(AUSGEWÄHLTER AUSZUG)
******

Sowohl hier im Plenum wie auch im zuständigen Sozialausschuss wurde wiederholt und sehr engagiert über die Belange von Wohnungs- und Obdachlosen diskutiert und die Frage bewegt, wie wir ihre Situation verbessern können. Auch und gerade unter den erschwerten Bedingungen der Corona-Krise. Hierfür, und für den gegebenen Bericht, möchte ich mich an dieser Stelle gerne bedanken.

******

(AUFGABENSTELLUNG) Kopieren Sie den Auszug zur Lage von Wohnungs- und Obdachlosen vollständig und ohne jede Änderung.

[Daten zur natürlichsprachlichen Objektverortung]
******

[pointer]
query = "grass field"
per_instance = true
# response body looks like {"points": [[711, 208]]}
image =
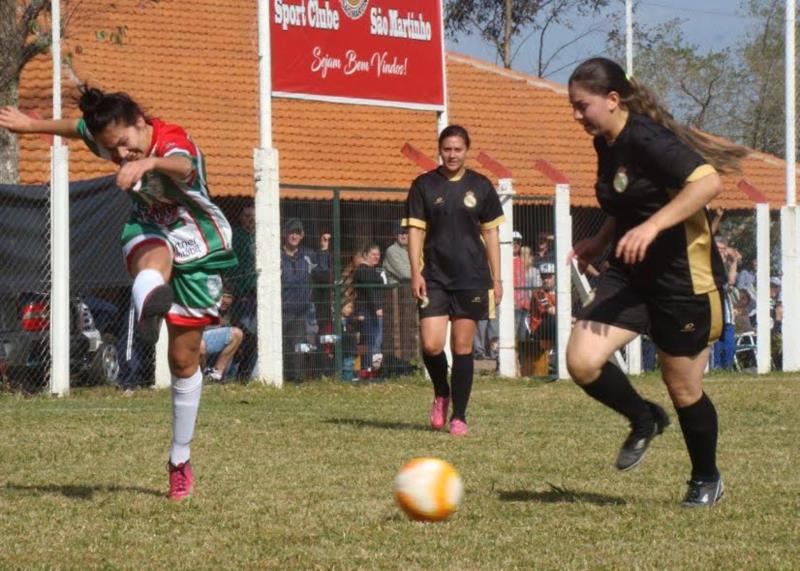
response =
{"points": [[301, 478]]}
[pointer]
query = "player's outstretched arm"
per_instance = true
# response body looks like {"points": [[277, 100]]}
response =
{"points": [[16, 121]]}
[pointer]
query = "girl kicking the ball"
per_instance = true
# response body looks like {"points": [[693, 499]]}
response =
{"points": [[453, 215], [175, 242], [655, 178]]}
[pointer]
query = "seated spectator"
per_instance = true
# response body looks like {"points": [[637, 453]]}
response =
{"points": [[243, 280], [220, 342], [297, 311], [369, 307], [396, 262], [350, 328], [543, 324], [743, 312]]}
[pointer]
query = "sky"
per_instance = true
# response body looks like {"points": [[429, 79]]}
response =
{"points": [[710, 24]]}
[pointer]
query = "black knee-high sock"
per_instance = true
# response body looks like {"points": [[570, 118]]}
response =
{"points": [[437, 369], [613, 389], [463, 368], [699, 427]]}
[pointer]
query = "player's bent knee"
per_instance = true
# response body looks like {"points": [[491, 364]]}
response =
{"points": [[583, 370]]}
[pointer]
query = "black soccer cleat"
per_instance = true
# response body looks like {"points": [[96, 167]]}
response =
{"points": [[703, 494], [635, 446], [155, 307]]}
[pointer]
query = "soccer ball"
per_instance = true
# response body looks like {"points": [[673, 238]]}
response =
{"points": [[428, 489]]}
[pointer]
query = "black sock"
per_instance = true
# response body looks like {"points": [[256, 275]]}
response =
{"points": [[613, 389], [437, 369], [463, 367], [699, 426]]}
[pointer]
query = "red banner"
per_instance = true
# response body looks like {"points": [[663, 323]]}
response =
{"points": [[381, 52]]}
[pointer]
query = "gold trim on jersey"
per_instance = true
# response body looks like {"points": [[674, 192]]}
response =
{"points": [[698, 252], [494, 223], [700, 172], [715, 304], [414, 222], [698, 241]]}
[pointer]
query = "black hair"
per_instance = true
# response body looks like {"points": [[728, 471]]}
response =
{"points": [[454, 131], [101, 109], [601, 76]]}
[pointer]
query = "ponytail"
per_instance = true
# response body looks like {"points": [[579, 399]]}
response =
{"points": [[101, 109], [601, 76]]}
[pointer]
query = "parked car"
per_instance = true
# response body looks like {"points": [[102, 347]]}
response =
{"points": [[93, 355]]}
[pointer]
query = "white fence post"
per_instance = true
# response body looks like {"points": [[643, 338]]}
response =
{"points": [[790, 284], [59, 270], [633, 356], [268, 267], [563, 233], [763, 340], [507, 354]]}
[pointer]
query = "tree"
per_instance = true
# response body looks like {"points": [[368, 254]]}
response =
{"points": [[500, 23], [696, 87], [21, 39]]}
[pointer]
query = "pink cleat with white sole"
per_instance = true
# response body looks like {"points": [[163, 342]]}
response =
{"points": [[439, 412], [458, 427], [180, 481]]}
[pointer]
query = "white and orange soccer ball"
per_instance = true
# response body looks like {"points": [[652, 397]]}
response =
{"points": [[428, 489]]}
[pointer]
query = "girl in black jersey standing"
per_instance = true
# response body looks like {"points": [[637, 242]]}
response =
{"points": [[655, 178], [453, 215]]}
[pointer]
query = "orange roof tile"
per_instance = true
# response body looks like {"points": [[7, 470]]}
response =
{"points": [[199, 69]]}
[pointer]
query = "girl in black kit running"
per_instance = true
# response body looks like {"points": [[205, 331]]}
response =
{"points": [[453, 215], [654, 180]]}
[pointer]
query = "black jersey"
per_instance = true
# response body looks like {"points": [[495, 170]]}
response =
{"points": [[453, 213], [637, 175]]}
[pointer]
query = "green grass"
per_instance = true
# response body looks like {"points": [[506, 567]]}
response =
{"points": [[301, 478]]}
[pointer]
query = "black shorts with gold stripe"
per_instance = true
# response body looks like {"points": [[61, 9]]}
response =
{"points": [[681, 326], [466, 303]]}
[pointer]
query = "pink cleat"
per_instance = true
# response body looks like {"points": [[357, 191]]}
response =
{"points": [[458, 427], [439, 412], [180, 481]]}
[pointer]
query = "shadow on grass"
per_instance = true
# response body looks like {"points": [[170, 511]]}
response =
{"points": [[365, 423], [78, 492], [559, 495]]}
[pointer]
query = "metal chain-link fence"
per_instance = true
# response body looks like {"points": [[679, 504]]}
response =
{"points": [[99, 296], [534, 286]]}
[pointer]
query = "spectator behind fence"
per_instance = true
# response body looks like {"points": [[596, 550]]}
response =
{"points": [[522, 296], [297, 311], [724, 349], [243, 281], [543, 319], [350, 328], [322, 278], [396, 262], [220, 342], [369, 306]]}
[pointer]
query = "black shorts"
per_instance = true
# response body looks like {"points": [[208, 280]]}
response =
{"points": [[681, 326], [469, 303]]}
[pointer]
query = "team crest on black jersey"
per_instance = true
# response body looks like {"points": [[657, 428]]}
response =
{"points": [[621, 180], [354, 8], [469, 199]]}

******

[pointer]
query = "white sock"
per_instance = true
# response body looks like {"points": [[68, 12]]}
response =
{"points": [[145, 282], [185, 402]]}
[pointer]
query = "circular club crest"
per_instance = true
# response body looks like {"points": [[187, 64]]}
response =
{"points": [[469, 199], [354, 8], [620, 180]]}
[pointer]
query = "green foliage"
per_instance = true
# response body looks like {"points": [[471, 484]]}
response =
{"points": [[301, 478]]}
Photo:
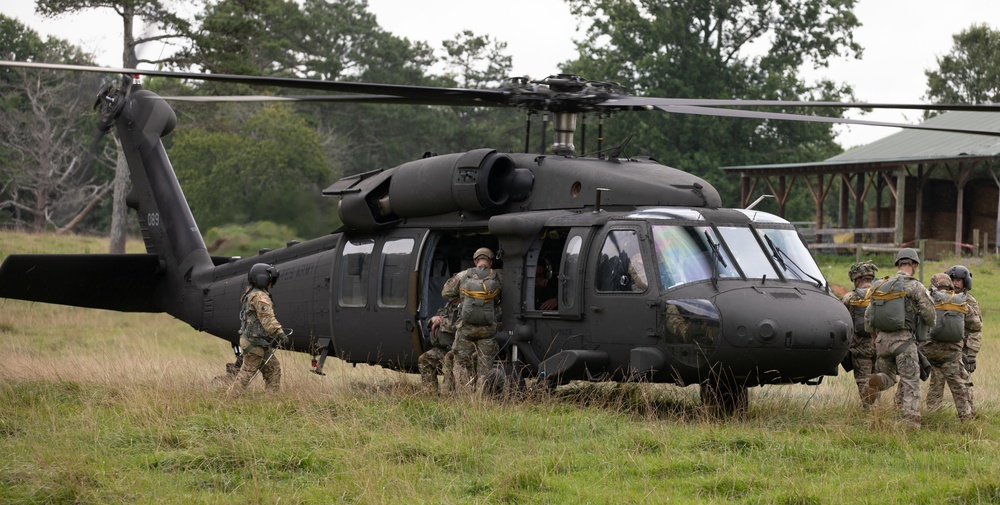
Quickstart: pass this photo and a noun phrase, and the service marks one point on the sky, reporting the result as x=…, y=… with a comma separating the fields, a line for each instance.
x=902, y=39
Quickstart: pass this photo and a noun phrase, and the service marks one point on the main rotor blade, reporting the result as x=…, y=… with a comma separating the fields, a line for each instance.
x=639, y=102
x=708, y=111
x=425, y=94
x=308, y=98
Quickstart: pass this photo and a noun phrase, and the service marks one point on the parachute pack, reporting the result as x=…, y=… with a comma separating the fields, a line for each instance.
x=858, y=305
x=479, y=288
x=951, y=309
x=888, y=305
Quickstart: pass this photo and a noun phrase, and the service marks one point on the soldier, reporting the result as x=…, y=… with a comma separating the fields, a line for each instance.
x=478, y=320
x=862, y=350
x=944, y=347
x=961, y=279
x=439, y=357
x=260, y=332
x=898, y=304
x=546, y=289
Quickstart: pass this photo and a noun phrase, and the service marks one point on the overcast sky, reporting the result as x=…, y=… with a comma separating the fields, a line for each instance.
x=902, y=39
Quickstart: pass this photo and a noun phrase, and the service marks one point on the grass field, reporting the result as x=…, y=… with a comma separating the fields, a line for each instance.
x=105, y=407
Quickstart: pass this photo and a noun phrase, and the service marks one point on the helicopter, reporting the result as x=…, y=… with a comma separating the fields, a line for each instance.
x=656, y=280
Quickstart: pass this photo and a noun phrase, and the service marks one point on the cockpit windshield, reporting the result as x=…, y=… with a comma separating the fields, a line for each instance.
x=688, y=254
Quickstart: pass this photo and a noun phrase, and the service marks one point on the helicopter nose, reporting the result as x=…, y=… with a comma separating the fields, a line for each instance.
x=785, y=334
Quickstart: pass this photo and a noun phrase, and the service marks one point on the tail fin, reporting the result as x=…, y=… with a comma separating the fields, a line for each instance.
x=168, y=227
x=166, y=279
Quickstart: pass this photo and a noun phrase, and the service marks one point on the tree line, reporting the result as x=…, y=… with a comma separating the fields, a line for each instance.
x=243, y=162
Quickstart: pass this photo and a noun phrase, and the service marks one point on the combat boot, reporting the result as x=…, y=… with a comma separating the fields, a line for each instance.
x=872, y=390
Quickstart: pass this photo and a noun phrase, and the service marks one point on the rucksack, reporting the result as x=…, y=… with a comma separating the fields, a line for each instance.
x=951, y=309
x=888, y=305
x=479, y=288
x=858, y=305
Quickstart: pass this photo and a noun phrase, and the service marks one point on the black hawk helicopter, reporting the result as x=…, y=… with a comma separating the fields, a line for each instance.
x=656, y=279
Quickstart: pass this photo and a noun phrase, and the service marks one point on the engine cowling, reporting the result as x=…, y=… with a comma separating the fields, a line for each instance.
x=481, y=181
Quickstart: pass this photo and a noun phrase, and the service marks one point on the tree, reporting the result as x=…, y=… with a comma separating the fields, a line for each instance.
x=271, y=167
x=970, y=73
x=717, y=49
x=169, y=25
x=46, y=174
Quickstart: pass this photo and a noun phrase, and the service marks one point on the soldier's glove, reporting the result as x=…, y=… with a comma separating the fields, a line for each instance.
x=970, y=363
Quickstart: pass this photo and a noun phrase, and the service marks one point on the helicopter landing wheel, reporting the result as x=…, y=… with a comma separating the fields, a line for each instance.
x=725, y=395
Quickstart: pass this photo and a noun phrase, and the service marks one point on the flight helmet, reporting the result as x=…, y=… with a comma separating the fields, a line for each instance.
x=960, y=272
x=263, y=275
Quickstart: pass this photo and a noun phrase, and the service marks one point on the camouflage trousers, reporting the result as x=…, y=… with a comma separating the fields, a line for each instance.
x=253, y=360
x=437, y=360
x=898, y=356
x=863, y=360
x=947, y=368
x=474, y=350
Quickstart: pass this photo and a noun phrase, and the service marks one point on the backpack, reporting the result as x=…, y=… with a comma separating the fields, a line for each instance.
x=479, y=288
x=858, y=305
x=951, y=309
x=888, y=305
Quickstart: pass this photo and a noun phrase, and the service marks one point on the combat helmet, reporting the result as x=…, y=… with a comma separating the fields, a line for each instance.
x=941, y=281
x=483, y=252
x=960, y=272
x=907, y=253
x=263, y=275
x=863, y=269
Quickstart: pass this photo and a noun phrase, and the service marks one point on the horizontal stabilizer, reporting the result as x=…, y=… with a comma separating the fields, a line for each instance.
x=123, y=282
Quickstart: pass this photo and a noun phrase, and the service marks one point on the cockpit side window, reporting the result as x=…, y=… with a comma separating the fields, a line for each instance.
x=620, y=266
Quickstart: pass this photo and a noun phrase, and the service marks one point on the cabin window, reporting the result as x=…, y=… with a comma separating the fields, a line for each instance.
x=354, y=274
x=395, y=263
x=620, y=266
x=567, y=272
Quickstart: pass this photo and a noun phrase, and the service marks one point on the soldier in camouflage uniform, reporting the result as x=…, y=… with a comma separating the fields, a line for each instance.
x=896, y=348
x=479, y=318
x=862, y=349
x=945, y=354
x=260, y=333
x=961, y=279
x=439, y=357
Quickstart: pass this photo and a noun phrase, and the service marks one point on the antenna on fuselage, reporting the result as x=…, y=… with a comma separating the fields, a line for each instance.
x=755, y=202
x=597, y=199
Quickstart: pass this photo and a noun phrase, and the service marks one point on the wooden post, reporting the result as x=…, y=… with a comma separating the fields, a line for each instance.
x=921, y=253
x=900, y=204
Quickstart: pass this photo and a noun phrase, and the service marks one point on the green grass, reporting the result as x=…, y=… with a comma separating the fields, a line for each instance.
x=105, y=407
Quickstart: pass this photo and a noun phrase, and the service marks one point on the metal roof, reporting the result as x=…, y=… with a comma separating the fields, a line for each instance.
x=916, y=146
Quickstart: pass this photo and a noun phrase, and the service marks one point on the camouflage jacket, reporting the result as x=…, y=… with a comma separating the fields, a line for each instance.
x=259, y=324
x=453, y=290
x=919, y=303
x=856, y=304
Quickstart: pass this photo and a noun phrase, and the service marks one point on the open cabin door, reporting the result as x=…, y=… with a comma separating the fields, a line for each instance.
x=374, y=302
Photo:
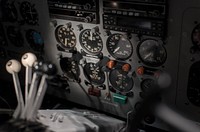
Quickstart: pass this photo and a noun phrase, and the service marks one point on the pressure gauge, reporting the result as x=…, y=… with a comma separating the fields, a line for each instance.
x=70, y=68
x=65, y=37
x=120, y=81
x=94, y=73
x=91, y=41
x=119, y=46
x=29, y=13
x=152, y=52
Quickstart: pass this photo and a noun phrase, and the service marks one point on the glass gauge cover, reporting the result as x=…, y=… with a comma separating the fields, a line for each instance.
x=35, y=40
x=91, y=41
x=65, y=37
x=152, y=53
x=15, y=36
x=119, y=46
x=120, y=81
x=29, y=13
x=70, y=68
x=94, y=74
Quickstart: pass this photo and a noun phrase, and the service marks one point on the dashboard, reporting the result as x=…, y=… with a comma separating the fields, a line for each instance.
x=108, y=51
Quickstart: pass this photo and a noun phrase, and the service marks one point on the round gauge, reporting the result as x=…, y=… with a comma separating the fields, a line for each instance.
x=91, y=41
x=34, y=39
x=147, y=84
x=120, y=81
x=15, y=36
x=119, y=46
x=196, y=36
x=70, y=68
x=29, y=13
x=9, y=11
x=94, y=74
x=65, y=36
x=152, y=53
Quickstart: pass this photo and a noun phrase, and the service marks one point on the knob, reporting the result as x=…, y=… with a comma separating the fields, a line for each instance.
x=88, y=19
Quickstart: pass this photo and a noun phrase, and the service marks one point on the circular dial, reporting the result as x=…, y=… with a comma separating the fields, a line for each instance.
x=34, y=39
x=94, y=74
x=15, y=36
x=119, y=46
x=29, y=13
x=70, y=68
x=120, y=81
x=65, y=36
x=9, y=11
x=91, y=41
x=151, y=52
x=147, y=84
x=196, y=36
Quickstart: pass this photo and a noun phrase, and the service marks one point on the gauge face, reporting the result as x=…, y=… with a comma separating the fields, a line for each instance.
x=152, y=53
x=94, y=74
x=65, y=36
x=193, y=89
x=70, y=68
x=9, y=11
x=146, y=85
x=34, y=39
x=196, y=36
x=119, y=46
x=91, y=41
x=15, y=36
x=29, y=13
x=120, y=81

******

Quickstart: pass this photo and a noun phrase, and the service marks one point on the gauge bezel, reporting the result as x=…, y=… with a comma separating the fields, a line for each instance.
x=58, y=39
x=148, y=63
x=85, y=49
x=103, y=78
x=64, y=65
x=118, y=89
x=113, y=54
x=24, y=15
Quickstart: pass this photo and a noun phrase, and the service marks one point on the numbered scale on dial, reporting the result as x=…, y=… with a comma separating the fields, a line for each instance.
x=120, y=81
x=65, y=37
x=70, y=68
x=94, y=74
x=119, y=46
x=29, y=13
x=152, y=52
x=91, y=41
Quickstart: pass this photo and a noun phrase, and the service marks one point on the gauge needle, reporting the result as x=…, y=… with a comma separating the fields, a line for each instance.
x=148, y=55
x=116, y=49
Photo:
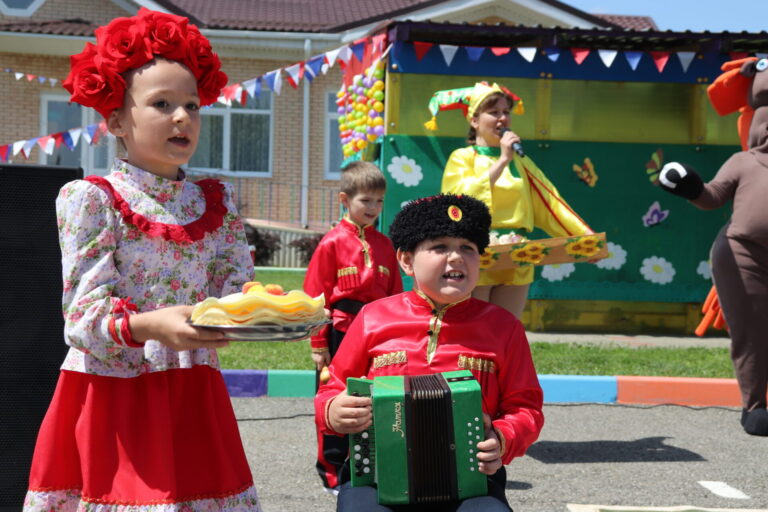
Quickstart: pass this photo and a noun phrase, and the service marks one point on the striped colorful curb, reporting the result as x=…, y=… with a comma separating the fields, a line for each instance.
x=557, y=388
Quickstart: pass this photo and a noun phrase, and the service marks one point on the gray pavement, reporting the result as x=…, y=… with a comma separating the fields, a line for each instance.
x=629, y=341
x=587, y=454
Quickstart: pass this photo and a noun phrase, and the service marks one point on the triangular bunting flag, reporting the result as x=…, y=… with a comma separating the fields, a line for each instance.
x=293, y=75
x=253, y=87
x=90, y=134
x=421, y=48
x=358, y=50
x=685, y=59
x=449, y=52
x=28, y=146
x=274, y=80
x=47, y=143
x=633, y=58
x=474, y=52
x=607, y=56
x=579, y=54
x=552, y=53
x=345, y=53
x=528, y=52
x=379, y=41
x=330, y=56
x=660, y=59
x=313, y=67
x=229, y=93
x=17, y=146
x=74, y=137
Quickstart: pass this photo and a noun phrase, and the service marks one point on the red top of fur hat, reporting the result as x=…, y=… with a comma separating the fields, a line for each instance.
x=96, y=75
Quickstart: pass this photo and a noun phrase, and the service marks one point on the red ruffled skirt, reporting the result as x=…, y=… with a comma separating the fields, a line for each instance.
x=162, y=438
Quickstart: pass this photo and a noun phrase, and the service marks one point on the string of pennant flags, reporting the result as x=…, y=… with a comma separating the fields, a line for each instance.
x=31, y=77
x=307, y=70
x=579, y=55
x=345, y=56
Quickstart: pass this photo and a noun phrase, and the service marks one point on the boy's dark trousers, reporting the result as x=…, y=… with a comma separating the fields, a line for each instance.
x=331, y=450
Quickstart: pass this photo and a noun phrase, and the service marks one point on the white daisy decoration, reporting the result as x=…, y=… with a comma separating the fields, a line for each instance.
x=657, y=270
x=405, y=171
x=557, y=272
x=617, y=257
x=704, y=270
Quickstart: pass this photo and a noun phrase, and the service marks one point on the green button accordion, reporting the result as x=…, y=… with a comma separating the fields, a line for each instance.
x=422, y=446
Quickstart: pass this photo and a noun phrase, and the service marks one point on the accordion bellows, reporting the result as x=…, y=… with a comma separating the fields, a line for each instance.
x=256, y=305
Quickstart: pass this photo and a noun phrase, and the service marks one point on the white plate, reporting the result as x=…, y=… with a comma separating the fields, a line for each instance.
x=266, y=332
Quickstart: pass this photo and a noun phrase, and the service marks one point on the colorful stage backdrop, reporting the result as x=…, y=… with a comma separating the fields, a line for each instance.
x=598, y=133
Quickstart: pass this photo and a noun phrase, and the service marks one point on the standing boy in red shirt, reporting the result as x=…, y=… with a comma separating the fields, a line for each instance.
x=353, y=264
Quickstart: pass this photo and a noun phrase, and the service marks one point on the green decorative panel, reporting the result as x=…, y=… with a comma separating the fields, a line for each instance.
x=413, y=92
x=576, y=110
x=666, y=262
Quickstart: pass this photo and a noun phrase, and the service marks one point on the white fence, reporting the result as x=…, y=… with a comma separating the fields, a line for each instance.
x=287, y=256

******

(ÜBUNGSERGEBNIS)
Sowohl hier im Plenum wie auch im zuständigen Sozialausschuss wurde wiederholt und sehr engagiert über die Belange von Wohnungs- und Obdachlosen diskutiert und die Frage bewegt, wie wir ihre Situation verbessern können. Auch und gerade unter den erschwerten Bedingungen der Corona-Krise. Hierfür, und für den gegebenen Bericht, möchte ich mich an dieser Stelle gerne bedanken.